* Begin Data excerpts *

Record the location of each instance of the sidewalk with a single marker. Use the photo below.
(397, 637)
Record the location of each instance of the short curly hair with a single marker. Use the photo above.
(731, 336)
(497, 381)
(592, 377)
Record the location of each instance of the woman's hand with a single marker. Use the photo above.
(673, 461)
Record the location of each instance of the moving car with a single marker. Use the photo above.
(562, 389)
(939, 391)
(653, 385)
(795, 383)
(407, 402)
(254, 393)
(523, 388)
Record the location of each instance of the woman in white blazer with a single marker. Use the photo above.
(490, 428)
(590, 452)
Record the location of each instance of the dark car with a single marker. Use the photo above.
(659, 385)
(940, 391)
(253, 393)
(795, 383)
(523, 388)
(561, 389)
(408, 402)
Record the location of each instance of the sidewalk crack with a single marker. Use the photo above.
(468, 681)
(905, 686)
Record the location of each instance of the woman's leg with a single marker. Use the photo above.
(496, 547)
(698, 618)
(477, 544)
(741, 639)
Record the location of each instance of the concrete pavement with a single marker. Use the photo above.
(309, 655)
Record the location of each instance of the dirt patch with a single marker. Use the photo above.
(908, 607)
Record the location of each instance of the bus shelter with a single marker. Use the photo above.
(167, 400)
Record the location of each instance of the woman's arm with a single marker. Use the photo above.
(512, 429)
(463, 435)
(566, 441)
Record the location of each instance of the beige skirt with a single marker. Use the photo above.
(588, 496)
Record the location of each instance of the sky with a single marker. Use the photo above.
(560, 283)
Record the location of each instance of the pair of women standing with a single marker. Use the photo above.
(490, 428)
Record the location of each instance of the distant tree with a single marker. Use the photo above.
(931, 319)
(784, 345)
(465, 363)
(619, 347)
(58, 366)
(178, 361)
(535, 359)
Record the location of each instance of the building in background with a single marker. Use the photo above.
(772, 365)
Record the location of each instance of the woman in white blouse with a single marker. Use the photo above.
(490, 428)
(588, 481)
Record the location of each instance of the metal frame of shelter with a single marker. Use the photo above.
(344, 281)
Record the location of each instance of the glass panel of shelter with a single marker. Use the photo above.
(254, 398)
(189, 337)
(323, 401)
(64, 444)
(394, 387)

* End Data excerpts *

▸ What is expected
Return exactly the lines of the data, and only those, from the line with "Record the location of each instance of the pair" through the last line, inclusive.

▸ Task answer
Record the location of each instance of the pair of women standing with a single marker. Use the photo above.
(490, 428)
Record the location of each instance of the distant tree with a single marker. Use the photo above.
(931, 319)
(784, 345)
(465, 363)
(619, 347)
(58, 366)
(178, 361)
(535, 359)
Record the location of each instance of the building in background with a single marker. Use the photo above.
(772, 365)
Record the location of each instance of the woman in white blouse with a single marker. Use the photo above.
(490, 428)
(588, 481)
Record the location of each instance of the metal frame of shelter with a single marker. Use the photo above.
(344, 281)
Record the location of each instance of the glass panel of shelter with a single marker. Use the photo above.
(254, 398)
(189, 337)
(323, 401)
(64, 444)
(394, 387)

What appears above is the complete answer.